--- Excerpt to read ---
╭──
So, you’re looking to paint your 3D printed miniature. Painting 3D printed miniatures and figures is similar to painting other types of kit-type miniatures and models. This is especially true if you’re using model acrylic paints, such as Citadel or Army Painter model paints.
In this article, I show you how I painted a 3D printed miniatures from Heroforge.
Continue reading for tips and tricks on how to paint a 3D printed miniature.

How do you clean a miniature before applying primer and paint?
Every miniature and model should be cleaned and washed.
Bits of debris, dirt, and oil (from your fingers or the manufacturing process) can interfere with proper primer and paint adhesion.
So, cleaning a model properly is standard operating procedure (SOP) in my workflow.
For the quickest, more thorough cleaning job, I toss my miniatures in an ultrasonic cleaner.
Here are some affordable ultrasonic cleaners that I recommend.

It doesn’t take long.
5 minutes in an ultrasonic cleaner filled with water is enough for cleaning miniatures.
Make sure you dry off your miniature before moving on to the next step. I use a paper towel or hair dryer (just not too hot).

How do you prepare a 3D printed model for paint?
It’s easy!
Two steps:
- Make sure the model surface is smooth
- Apply primer (how to prime miniatures)
A 3D printed miniature is different than a model you buy as a kit. With Heroforge miniatures, the models are printed using a high-precision 3D printer that constructs the prints as a whole-piece.
No assembly required.
The only challenge is making sure the build-layer lines are smooth.
The smoother the surface of your miniature, the more advanced paint blending techniques you can use.

You can smooth out a model by:
- Sanding
- Using a gap filler (followed by sanding)
- Applying layers of a good quality primer, which will gently fill-in and hide the build layers
You can use a combination of the above to prepare the surface prior to painting the model.
For this paint job, I used a 2.5x magnifying headband visor to see details.
╰──
[Collected data]
╭──
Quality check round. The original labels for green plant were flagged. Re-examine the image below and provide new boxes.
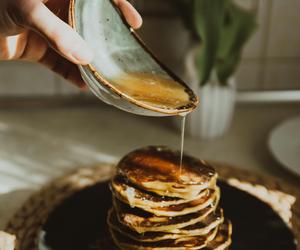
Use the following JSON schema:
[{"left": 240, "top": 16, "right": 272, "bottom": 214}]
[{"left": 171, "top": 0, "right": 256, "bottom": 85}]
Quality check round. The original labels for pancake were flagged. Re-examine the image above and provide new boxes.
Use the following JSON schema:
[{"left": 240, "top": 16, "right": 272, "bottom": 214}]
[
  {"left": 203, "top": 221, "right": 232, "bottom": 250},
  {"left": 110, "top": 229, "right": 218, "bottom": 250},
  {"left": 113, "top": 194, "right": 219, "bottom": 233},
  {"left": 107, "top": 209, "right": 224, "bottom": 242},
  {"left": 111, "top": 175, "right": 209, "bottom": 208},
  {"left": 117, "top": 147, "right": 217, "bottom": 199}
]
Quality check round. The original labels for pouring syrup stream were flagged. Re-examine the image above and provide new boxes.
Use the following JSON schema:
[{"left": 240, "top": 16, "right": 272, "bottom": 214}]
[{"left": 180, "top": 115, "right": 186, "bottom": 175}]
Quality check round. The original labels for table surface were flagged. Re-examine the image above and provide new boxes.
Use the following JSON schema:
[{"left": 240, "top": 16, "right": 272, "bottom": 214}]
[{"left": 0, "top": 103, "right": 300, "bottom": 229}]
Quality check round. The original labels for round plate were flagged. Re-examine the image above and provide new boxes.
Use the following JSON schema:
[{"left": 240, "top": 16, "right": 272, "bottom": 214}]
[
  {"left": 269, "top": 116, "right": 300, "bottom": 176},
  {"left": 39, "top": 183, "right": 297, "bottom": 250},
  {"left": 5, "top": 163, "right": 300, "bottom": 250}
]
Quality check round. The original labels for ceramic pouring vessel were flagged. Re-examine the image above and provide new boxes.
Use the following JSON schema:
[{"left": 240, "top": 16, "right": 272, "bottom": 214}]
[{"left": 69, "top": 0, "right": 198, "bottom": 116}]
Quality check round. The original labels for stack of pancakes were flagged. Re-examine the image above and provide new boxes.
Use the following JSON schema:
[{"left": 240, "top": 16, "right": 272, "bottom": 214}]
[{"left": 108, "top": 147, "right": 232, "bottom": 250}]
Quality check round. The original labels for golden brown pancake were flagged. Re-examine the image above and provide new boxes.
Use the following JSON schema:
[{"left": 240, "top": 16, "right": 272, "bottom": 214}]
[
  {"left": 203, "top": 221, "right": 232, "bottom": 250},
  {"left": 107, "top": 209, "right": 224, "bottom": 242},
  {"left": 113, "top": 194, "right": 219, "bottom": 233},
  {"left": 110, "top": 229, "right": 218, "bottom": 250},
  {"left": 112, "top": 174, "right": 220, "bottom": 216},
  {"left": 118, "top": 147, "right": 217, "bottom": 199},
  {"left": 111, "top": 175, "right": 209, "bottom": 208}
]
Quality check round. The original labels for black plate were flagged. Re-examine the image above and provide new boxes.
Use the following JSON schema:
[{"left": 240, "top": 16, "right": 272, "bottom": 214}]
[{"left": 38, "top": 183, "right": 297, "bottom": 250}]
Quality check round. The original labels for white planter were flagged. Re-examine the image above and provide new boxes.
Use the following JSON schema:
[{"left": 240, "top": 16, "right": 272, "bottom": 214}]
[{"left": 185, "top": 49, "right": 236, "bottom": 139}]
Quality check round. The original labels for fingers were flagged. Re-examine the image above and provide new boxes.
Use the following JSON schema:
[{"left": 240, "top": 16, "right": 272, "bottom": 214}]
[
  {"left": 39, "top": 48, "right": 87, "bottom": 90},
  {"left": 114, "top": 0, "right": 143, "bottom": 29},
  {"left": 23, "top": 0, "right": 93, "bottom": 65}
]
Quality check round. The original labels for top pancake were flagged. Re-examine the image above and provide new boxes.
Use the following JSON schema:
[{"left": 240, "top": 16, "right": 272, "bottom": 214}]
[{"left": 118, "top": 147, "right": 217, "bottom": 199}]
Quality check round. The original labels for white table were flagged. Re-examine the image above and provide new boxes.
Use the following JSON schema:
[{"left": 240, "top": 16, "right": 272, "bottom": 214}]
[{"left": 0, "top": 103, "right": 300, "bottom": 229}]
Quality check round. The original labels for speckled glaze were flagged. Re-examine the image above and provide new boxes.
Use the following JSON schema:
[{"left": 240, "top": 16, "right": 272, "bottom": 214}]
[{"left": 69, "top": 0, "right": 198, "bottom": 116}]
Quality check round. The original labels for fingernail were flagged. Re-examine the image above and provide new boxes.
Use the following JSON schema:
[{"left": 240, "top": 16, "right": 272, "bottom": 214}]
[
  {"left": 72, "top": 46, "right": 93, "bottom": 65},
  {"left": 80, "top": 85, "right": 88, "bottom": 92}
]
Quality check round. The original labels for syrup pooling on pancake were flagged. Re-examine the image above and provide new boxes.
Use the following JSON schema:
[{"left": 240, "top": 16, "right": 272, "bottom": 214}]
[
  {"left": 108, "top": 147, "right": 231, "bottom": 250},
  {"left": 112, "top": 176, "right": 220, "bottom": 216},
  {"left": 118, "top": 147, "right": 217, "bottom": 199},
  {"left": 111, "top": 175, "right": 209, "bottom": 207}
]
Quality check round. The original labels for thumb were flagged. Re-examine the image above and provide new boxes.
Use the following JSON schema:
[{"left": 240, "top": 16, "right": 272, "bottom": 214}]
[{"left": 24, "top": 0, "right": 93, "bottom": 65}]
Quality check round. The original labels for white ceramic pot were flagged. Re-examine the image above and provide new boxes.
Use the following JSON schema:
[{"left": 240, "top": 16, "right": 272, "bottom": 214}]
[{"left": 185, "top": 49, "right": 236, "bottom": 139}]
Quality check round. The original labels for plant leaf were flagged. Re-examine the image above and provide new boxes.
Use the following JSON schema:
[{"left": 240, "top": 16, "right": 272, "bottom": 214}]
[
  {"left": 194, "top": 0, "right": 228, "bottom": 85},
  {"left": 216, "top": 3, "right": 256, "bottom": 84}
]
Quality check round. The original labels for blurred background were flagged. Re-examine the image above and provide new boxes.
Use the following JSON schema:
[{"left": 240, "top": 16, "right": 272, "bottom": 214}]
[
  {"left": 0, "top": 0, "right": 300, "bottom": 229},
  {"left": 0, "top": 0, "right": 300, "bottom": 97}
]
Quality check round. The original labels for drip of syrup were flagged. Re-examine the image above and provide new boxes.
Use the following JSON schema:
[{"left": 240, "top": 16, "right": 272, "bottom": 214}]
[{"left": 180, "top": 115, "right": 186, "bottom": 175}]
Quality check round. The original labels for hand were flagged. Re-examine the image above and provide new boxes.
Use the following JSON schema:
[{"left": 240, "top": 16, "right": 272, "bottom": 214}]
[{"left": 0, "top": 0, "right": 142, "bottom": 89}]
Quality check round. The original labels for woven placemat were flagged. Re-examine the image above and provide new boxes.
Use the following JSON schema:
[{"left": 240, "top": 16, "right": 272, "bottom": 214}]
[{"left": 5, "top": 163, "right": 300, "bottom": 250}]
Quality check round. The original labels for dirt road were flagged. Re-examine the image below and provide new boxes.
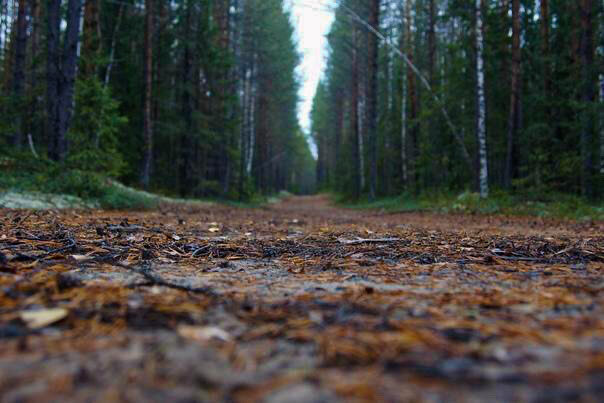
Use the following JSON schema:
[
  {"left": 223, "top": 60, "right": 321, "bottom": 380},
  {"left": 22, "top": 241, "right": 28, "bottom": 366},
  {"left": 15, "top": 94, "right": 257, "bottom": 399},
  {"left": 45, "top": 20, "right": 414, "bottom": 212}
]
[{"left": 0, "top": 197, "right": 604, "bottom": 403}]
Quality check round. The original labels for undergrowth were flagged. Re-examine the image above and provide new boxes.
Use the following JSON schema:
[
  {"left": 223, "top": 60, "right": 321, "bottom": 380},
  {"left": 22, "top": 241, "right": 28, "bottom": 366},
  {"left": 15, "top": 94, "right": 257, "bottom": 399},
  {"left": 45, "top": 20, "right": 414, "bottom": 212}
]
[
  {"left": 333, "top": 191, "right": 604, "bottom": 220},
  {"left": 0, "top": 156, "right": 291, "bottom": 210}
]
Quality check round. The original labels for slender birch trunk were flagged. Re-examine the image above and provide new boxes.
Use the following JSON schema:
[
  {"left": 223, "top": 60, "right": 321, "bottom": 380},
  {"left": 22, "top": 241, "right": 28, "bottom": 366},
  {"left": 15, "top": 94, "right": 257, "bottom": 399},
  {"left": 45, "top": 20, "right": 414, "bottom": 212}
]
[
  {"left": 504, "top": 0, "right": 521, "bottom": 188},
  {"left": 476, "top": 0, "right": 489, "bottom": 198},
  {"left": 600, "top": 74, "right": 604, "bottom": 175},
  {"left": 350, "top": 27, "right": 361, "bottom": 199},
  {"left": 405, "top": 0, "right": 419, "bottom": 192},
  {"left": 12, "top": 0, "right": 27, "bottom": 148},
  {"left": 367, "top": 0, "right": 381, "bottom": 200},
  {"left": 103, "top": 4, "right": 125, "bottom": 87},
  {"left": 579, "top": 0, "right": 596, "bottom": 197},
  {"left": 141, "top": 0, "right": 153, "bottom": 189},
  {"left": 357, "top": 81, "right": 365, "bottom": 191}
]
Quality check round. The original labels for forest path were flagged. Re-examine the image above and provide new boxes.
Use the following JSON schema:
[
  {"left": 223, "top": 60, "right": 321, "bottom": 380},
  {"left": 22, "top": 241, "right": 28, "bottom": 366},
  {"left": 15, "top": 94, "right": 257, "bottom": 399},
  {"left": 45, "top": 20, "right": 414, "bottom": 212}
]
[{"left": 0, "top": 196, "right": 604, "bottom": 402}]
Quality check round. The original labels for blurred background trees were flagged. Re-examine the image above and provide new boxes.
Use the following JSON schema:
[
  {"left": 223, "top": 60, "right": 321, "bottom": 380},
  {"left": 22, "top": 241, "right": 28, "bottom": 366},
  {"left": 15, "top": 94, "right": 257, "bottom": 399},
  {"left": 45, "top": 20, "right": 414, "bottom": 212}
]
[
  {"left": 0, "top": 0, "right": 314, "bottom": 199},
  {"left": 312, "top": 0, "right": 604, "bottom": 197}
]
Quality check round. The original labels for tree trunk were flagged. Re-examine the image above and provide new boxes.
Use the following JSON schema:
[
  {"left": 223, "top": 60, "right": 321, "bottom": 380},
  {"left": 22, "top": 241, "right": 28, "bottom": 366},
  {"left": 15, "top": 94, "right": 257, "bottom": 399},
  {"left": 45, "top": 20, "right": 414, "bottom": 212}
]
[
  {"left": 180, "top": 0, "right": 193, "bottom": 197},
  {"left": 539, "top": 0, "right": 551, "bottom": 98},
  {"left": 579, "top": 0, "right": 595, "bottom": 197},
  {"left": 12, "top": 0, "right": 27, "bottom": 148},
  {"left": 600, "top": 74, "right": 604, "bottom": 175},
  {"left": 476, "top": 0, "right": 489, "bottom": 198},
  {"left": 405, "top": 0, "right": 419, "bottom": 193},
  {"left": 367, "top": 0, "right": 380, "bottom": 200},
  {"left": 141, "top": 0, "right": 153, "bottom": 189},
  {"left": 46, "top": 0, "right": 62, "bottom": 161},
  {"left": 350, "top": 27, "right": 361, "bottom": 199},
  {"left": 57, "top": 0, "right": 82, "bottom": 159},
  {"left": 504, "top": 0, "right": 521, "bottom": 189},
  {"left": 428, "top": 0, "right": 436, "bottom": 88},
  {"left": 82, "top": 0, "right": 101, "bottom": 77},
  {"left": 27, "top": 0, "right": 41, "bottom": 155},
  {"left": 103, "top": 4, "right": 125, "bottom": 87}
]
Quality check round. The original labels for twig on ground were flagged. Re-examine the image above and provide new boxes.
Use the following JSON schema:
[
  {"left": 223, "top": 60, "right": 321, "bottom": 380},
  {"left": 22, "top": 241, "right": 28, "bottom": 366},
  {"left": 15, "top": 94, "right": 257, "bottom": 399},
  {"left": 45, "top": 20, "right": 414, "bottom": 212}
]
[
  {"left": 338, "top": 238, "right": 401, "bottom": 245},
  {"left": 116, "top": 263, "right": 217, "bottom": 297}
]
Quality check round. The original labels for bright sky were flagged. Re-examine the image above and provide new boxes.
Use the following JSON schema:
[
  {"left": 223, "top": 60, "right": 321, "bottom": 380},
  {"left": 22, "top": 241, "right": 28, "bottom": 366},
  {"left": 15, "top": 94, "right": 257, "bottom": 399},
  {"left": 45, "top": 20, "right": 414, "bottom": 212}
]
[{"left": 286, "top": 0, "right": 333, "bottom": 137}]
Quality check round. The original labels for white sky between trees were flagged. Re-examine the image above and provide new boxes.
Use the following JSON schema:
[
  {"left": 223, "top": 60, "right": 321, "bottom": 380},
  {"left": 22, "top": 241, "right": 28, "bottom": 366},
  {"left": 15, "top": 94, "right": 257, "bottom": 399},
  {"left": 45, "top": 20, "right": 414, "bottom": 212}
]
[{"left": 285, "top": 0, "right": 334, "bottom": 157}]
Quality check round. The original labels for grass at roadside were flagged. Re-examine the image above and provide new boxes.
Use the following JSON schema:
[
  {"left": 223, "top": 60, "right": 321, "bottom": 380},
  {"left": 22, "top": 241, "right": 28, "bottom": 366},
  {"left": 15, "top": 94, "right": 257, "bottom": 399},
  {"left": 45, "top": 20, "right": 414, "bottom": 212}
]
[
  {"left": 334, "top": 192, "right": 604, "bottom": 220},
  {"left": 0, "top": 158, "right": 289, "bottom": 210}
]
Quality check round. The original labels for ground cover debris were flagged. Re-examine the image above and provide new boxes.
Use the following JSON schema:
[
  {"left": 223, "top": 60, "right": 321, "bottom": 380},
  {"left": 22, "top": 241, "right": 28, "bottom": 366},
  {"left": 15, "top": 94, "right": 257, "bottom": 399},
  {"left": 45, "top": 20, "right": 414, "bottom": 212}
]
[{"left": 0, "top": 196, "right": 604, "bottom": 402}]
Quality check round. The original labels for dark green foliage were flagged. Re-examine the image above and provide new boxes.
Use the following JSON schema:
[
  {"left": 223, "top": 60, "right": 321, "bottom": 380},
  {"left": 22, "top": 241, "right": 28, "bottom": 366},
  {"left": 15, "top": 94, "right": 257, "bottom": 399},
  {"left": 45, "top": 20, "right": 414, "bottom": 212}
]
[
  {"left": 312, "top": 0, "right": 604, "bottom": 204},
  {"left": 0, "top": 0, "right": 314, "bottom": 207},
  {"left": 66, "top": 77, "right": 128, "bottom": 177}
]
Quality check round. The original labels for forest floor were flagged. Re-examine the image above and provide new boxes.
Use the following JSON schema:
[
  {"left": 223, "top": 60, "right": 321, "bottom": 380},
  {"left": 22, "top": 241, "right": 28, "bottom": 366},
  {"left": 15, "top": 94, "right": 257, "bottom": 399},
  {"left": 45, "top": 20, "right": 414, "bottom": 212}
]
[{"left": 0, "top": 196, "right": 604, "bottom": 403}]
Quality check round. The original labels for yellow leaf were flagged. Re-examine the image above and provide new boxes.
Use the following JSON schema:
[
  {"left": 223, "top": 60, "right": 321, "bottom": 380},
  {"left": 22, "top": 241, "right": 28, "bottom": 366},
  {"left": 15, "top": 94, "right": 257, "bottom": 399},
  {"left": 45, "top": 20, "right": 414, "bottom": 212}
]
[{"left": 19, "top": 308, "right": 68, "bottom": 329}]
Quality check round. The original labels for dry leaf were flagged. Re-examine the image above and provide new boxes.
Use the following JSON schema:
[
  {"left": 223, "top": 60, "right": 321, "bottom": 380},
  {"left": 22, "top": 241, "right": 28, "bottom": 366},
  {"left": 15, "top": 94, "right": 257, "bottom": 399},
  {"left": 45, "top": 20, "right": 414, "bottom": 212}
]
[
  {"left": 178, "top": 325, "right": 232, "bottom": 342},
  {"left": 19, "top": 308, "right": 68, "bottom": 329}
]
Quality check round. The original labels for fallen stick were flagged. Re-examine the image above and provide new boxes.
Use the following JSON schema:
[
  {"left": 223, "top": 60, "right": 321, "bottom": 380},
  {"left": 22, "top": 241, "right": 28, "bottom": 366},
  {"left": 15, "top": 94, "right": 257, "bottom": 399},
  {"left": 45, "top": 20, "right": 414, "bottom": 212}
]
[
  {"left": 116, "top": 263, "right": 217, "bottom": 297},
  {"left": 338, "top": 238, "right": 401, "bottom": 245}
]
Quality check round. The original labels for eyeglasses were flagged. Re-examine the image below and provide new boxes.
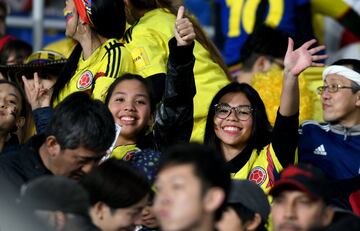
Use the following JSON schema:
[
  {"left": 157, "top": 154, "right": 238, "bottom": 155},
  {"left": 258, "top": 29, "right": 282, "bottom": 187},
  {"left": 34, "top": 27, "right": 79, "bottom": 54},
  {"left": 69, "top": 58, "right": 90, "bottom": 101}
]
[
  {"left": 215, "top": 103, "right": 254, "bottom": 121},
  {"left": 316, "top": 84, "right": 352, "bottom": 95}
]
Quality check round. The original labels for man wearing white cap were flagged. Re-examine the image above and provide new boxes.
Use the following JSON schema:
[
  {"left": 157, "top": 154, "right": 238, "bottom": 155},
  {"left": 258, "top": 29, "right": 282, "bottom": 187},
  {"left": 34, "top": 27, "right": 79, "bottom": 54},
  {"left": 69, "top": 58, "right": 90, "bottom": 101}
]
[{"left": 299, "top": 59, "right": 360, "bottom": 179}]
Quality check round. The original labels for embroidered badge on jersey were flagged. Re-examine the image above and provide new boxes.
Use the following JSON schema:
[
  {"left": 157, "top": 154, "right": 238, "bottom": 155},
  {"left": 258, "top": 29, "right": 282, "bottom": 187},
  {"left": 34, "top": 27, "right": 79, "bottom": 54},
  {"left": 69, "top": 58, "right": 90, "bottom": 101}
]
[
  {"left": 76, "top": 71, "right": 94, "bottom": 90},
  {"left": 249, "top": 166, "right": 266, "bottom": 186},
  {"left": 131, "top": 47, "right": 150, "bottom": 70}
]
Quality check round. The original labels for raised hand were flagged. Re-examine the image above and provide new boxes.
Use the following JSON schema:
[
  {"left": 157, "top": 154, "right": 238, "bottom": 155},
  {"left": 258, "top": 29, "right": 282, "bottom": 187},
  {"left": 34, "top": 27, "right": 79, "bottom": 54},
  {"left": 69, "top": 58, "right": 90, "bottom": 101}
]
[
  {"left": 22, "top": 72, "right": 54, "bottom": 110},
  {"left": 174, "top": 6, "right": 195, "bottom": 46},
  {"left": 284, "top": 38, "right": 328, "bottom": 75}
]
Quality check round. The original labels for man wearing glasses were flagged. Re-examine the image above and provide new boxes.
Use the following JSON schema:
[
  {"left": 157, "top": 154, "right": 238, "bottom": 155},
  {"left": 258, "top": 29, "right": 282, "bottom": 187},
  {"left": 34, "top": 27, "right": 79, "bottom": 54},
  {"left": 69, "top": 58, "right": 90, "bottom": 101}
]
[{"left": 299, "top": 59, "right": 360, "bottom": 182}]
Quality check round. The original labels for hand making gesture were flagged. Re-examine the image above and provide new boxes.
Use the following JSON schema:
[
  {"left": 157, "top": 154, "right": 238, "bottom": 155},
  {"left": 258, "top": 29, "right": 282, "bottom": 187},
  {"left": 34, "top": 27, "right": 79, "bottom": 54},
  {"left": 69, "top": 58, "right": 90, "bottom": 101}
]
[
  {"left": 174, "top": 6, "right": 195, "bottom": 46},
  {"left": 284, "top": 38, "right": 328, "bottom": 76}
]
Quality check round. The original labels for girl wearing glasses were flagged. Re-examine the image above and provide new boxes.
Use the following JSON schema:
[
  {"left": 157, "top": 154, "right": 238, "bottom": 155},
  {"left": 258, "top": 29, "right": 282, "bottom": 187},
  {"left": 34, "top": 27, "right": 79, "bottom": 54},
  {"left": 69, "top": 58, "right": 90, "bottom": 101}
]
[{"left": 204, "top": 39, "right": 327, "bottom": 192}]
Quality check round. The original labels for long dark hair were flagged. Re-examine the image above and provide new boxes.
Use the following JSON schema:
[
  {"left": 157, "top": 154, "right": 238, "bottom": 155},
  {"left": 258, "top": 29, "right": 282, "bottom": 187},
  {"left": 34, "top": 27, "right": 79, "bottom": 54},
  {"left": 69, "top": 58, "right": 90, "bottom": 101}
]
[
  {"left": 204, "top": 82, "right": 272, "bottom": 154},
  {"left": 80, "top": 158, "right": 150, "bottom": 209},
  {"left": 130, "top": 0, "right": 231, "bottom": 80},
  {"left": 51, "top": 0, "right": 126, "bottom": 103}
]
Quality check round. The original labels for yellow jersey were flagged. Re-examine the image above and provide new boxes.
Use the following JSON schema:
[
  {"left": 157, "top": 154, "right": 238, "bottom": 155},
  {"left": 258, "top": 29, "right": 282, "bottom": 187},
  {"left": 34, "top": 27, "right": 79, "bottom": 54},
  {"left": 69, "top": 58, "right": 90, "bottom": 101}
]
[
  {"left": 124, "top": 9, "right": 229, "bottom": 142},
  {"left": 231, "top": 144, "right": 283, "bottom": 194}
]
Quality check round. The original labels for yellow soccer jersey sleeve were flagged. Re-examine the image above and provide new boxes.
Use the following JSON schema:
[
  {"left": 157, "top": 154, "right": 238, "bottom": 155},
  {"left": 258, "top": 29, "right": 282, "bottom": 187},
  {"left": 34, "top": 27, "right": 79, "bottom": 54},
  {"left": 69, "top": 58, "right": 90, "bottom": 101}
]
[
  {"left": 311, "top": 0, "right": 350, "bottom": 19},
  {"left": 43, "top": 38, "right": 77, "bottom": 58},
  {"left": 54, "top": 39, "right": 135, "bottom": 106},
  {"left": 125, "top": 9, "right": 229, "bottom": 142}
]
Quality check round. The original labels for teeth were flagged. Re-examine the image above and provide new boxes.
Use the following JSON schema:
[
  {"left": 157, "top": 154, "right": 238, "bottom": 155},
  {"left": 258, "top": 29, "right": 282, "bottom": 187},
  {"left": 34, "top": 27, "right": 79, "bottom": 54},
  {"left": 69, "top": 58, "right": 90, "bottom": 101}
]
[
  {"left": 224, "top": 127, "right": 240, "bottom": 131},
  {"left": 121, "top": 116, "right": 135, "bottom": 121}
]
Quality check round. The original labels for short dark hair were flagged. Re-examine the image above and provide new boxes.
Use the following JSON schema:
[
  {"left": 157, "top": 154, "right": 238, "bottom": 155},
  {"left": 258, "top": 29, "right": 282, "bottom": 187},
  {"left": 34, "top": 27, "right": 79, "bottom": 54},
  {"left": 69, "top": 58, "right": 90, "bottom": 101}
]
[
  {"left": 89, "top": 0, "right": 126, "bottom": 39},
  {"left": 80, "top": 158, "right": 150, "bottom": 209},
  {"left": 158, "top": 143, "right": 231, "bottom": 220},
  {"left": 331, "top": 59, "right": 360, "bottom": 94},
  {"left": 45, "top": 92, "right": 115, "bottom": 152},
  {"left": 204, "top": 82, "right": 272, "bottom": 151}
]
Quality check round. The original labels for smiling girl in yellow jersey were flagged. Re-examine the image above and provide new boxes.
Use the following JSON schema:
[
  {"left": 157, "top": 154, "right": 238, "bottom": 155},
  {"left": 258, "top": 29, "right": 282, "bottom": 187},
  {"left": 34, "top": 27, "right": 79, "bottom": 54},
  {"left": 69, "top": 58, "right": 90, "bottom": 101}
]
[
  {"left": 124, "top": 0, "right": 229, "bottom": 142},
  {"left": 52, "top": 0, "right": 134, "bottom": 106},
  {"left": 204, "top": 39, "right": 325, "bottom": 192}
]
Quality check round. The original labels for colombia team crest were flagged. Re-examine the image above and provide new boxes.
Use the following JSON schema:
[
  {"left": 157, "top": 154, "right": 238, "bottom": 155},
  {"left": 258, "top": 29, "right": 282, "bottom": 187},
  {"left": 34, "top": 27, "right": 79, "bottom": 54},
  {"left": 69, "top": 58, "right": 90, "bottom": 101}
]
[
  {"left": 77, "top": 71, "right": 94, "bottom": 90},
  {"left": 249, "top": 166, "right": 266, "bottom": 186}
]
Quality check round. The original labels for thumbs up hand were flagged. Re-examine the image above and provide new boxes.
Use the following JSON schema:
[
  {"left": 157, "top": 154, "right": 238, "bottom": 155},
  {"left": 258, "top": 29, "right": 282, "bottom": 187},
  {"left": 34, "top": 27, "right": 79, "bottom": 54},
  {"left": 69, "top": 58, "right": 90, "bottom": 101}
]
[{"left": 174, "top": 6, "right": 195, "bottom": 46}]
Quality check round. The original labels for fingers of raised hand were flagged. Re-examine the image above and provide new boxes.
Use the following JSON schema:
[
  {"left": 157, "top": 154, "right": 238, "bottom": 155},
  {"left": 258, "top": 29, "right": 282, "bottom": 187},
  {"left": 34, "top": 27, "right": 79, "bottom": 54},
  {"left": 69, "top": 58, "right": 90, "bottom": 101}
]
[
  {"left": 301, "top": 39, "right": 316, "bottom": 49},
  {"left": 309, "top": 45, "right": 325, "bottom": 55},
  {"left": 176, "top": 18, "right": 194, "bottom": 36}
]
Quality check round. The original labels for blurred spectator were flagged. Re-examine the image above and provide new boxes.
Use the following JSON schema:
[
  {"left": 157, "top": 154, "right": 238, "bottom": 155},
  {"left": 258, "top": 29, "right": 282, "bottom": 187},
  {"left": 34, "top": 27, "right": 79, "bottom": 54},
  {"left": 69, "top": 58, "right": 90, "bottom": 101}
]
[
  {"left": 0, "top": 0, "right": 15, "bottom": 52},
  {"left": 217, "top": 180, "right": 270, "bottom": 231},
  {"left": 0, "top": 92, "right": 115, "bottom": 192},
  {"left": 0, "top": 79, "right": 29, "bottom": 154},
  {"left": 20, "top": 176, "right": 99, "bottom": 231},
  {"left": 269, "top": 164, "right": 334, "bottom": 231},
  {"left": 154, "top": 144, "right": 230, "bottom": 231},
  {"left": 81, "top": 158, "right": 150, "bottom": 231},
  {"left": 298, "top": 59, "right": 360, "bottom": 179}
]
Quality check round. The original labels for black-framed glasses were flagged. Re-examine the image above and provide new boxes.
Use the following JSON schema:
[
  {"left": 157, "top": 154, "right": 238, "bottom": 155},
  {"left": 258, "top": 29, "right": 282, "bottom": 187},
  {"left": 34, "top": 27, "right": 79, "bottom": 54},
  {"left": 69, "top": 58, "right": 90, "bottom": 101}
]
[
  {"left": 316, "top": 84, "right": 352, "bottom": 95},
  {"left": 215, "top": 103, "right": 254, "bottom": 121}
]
╰──
Could you copy out the article on painting 3D printed miniatures word for word, starting at "In this article, I" and ending at "not too hot)."?

In this article, I show you how I painted a 3D printed miniatures from Heroforge.
Continue reading for tips and tricks on how to paint a 3D printed miniature.

How do you clean a miniature before applying primer and paint?
Every miniature and model should be cleaned and washed.
Bits of debris, dirt, and oil (from your fingers or the manufacturing process) can interfere with proper primer and paint adhesion.
So, cleaning a model properly is standard operating procedure (SOP) in my workflow.
For the quickest, more thorough cleaning job, I toss my miniatures in an ultrasonic cleaner.
Here are some affordable ultrasonic cleaners that I recommend.

It doesn’t take long.
5 minutes in an ultrasonic cleaner filled with water is enough for cleaning miniatures.
Make sure you dry off your miniature before moving on to the next step. I use a paper towel or hair dryer (just not too hot).